Exercise materials:
· · · · · · ·

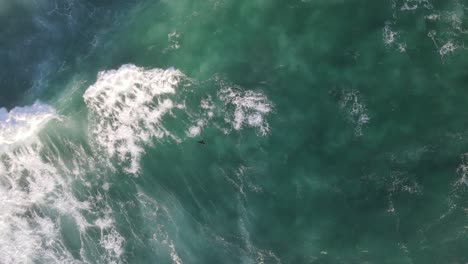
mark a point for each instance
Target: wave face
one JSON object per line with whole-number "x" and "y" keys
{"x": 126, "y": 107}
{"x": 233, "y": 131}
{"x": 53, "y": 187}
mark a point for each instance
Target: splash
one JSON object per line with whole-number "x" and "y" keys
{"x": 126, "y": 107}
{"x": 23, "y": 123}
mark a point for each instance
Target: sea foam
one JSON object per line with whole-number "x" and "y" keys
{"x": 126, "y": 107}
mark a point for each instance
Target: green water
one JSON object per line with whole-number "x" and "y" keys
{"x": 352, "y": 149}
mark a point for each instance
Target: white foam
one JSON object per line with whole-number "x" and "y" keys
{"x": 250, "y": 109}
{"x": 447, "y": 48}
{"x": 389, "y": 36}
{"x": 352, "y": 103}
{"x": 126, "y": 107}
{"x": 23, "y": 123}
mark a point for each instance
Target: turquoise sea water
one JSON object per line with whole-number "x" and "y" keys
{"x": 336, "y": 131}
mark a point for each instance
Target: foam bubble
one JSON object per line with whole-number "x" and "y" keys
{"x": 351, "y": 103}
{"x": 250, "y": 109}
{"x": 23, "y": 123}
{"x": 126, "y": 107}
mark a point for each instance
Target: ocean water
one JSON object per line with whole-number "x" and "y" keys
{"x": 335, "y": 131}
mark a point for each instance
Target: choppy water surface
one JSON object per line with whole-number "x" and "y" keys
{"x": 334, "y": 131}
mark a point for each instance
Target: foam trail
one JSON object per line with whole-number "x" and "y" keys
{"x": 23, "y": 123}
{"x": 126, "y": 107}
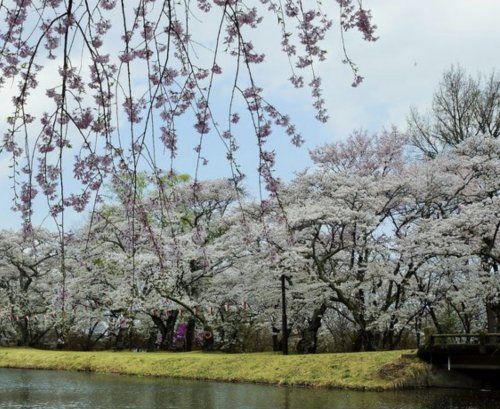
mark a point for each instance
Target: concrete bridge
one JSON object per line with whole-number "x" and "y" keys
{"x": 477, "y": 354}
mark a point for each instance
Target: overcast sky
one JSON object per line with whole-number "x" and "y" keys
{"x": 418, "y": 40}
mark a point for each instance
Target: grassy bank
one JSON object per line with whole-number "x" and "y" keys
{"x": 366, "y": 370}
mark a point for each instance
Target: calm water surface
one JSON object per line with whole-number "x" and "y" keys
{"x": 61, "y": 390}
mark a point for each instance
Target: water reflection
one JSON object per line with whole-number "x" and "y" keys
{"x": 61, "y": 390}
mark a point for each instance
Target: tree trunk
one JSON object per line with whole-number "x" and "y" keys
{"x": 190, "y": 332}
{"x": 166, "y": 328}
{"x": 308, "y": 344}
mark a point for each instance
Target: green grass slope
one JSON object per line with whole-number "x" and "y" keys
{"x": 365, "y": 370}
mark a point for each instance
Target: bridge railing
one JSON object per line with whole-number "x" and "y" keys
{"x": 464, "y": 339}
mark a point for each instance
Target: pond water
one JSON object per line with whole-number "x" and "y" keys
{"x": 59, "y": 390}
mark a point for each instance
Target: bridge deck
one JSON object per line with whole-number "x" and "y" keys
{"x": 474, "y": 352}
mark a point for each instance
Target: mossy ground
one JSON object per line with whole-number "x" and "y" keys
{"x": 365, "y": 370}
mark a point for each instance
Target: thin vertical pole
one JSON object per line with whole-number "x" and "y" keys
{"x": 284, "y": 323}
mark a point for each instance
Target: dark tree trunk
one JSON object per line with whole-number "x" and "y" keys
{"x": 364, "y": 341}
{"x": 308, "y": 344}
{"x": 166, "y": 328}
{"x": 190, "y": 332}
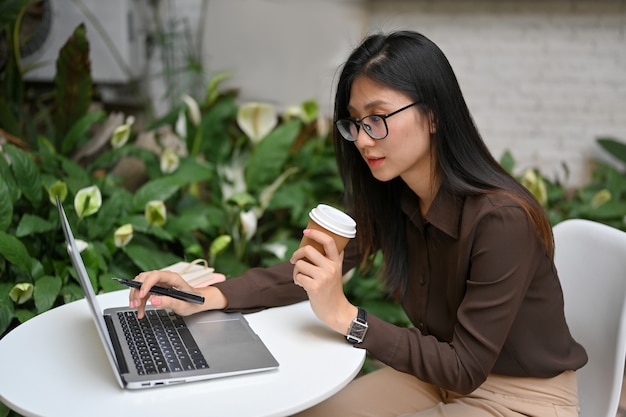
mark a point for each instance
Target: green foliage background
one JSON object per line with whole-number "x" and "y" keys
{"x": 286, "y": 174}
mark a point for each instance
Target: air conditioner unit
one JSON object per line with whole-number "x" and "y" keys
{"x": 116, "y": 41}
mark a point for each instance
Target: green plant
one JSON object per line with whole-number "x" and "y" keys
{"x": 602, "y": 199}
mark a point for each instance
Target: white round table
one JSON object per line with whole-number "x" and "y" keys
{"x": 54, "y": 365}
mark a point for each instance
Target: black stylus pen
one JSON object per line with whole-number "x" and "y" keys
{"x": 169, "y": 292}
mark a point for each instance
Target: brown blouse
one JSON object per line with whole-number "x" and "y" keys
{"x": 483, "y": 296}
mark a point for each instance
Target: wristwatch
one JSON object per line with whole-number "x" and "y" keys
{"x": 358, "y": 328}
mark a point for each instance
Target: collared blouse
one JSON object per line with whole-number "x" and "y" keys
{"x": 483, "y": 296}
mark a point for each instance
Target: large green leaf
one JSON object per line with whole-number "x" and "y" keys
{"x": 15, "y": 252}
{"x": 148, "y": 259}
{"x": 192, "y": 170}
{"x": 78, "y": 131}
{"x": 30, "y": 224}
{"x": 268, "y": 157}
{"x": 6, "y": 206}
{"x": 14, "y": 191}
{"x": 159, "y": 189}
{"x": 46, "y": 292}
{"x": 72, "y": 83}
{"x": 26, "y": 174}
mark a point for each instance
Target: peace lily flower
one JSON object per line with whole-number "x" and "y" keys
{"x": 58, "y": 188}
{"x": 233, "y": 175}
{"x": 536, "y": 186}
{"x": 257, "y": 120}
{"x": 181, "y": 125}
{"x": 249, "y": 223}
{"x": 277, "y": 249}
{"x": 292, "y": 112}
{"x": 123, "y": 235}
{"x": 21, "y": 292}
{"x": 122, "y": 133}
{"x": 156, "y": 213}
{"x": 600, "y": 198}
{"x": 192, "y": 109}
{"x": 87, "y": 201}
{"x": 169, "y": 161}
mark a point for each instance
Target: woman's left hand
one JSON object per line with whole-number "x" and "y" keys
{"x": 321, "y": 277}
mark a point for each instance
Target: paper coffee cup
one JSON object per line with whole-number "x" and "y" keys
{"x": 333, "y": 222}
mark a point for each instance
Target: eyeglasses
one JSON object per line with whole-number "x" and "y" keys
{"x": 375, "y": 125}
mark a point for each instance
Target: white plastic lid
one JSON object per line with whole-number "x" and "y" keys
{"x": 334, "y": 220}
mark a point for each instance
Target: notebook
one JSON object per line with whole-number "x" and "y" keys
{"x": 203, "y": 346}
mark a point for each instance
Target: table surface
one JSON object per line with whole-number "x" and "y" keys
{"x": 36, "y": 378}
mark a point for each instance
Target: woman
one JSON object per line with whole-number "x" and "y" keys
{"x": 467, "y": 251}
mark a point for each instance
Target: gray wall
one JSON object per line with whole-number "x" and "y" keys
{"x": 542, "y": 78}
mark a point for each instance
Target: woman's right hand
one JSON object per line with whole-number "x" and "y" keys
{"x": 214, "y": 298}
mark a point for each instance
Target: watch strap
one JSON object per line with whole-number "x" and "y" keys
{"x": 358, "y": 327}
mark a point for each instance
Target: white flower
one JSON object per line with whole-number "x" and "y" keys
{"x": 181, "y": 125}
{"x": 248, "y": 223}
{"x": 232, "y": 175}
{"x": 169, "y": 161}
{"x": 156, "y": 213}
{"x": 292, "y": 112}
{"x": 87, "y": 201}
{"x": 122, "y": 133}
{"x": 257, "y": 120}
{"x": 193, "y": 109}
{"x": 21, "y": 292}
{"x": 123, "y": 235}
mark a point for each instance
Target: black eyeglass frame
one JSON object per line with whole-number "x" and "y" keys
{"x": 359, "y": 123}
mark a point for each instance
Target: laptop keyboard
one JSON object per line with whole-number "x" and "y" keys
{"x": 160, "y": 342}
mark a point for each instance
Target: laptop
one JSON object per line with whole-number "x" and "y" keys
{"x": 205, "y": 345}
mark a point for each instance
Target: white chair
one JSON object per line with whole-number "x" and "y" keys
{"x": 591, "y": 261}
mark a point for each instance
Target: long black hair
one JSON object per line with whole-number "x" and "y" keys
{"x": 412, "y": 64}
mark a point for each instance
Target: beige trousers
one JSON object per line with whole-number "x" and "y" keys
{"x": 389, "y": 393}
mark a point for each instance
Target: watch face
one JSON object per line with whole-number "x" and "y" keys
{"x": 357, "y": 332}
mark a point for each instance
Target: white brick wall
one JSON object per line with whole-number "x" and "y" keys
{"x": 543, "y": 79}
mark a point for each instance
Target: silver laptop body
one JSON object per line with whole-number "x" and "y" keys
{"x": 225, "y": 340}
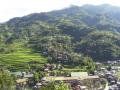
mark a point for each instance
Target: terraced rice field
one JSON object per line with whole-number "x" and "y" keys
{"x": 21, "y": 56}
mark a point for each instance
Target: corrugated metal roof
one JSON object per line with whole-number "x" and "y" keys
{"x": 79, "y": 74}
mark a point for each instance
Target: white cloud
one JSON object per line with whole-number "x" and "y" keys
{"x": 16, "y": 8}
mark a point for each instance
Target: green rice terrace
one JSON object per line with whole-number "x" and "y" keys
{"x": 20, "y": 57}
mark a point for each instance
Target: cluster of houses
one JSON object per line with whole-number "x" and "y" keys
{"x": 104, "y": 78}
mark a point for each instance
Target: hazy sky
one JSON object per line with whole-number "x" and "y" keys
{"x": 16, "y": 8}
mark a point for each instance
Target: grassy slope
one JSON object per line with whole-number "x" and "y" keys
{"x": 20, "y": 56}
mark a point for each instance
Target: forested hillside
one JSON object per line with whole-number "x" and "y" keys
{"x": 68, "y": 36}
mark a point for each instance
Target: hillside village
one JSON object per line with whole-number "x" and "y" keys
{"x": 103, "y": 78}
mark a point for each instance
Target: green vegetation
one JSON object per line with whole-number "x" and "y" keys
{"x": 6, "y": 81}
{"x": 20, "y": 57}
{"x": 66, "y": 36}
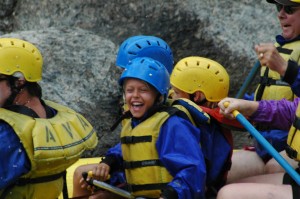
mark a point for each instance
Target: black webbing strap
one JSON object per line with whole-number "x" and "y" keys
{"x": 292, "y": 153}
{"x": 65, "y": 187}
{"x": 135, "y": 139}
{"x": 25, "y": 181}
{"x": 157, "y": 186}
{"x": 144, "y": 163}
{"x": 284, "y": 50}
{"x": 269, "y": 81}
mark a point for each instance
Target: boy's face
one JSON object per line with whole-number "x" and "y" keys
{"x": 5, "y": 90}
{"x": 139, "y": 96}
{"x": 179, "y": 94}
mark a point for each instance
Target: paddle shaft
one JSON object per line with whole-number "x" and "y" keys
{"x": 287, "y": 167}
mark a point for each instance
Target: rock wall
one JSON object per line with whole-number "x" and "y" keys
{"x": 79, "y": 41}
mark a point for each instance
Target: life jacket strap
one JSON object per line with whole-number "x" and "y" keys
{"x": 144, "y": 163}
{"x": 156, "y": 186}
{"x": 135, "y": 139}
{"x": 25, "y": 181}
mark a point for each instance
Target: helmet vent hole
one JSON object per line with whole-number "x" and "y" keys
{"x": 131, "y": 53}
{"x": 138, "y": 46}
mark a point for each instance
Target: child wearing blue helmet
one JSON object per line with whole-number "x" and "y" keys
{"x": 154, "y": 140}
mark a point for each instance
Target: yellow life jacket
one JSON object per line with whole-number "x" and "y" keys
{"x": 293, "y": 141}
{"x": 271, "y": 87}
{"x": 145, "y": 174}
{"x": 52, "y": 145}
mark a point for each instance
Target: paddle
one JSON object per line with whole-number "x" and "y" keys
{"x": 287, "y": 167}
{"x": 106, "y": 186}
{"x": 248, "y": 80}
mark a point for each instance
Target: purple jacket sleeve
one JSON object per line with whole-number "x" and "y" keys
{"x": 278, "y": 113}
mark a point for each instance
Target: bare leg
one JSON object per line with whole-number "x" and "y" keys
{"x": 257, "y": 187}
{"x": 273, "y": 166}
{"x": 255, "y": 191}
{"x": 245, "y": 164}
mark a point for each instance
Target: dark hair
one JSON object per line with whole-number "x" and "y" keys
{"x": 34, "y": 89}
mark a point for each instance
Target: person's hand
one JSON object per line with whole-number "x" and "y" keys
{"x": 269, "y": 56}
{"x": 101, "y": 172}
{"x": 245, "y": 107}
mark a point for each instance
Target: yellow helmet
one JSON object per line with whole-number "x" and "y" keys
{"x": 17, "y": 55}
{"x": 193, "y": 74}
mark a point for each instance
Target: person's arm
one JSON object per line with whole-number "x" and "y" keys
{"x": 288, "y": 70}
{"x": 278, "y": 113}
{"x": 185, "y": 164}
{"x": 14, "y": 154}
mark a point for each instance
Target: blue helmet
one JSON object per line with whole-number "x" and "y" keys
{"x": 150, "y": 71}
{"x": 145, "y": 46}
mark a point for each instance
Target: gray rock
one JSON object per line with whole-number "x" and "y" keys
{"x": 79, "y": 41}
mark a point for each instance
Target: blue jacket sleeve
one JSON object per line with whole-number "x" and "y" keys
{"x": 14, "y": 162}
{"x": 113, "y": 157}
{"x": 179, "y": 150}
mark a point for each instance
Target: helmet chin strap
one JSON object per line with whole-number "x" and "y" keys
{"x": 14, "y": 92}
{"x": 200, "y": 103}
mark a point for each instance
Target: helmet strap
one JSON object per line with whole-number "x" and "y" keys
{"x": 15, "y": 90}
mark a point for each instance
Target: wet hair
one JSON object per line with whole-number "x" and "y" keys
{"x": 33, "y": 88}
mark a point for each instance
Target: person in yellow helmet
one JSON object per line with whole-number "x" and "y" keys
{"x": 206, "y": 82}
{"x": 39, "y": 139}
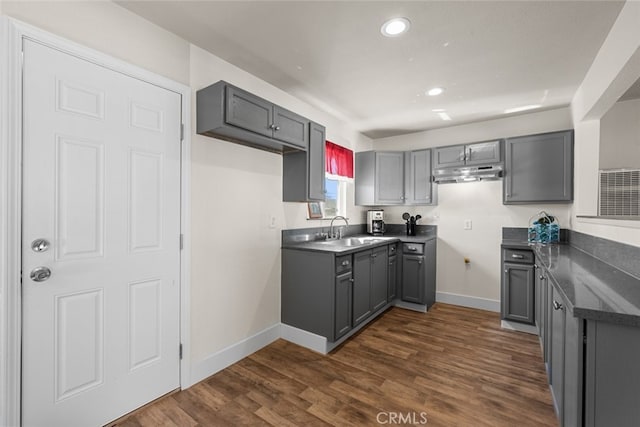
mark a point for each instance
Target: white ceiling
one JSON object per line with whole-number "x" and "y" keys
{"x": 489, "y": 55}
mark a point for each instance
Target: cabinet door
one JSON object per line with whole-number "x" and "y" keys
{"x": 483, "y": 153}
{"x": 445, "y": 157}
{"x": 518, "y": 293}
{"x": 539, "y": 168}
{"x": 392, "y": 280}
{"x": 418, "y": 185}
{"x": 316, "y": 166}
{"x": 290, "y": 127}
{"x": 343, "y": 315}
{"x": 430, "y": 272}
{"x": 248, "y": 111}
{"x": 557, "y": 352}
{"x": 413, "y": 278}
{"x": 389, "y": 178}
{"x": 361, "y": 286}
{"x": 379, "y": 277}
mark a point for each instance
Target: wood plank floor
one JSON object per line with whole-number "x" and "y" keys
{"x": 453, "y": 366}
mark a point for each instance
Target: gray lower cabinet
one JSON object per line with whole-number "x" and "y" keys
{"x": 392, "y": 281}
{"x": 328, "y": 294}
{"x": 612, "y": 375}
{"x": 539, "y": 168}
{"x": 566, "y": 360}
{"x": 418, "y": 273}
{"x": 344, "y": 304}
{"x": 517, "y": 302}
{"x": 385, "y": 178}
{"x": 361, "y": 286}
{"x": 303, "y": 172}
{"x": 370, "y": 287}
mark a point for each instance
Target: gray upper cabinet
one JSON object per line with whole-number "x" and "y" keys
{"x": 446, "y": 157}
{"x": 393, "y": 178}
{"x": 482, "y": 153}
{"x": 539, "y": 168}
{"x": 230, "y": 113}
{"x": 303, "y": 172}
{"x": 290, "y": 127}
{"x": 248, "y": 111}
{"x": 389, "y": 178}
{"x": 478, "y": 153}
{"x": 418, "y": 183}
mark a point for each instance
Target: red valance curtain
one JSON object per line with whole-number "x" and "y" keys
{"x": 338, "y": 160}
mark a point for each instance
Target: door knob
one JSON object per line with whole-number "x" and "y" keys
{"x": 40, "y": 274}
{"x": 40, "y": 245}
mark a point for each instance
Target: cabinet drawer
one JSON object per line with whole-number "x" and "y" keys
{"x": 413, "y": 248}
{"x": 343, "y": 264}
{"x": 518, "y": 255}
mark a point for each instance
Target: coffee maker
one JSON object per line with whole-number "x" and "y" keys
{"x": 375, "y": 222}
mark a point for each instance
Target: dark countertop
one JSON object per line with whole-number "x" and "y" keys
{"x": 517, "y": 244}
{"x": 387, "y": 238}
{"x": 593, "y": 289}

· · · · · · ·

Problem to solve:
From the rows above, extract each line that contains the string "hand" and output those lines unchanged. The match is case-sensitive.

Written answer:
Target: woman's left hand
Target: woman's right hand
Target: person's hand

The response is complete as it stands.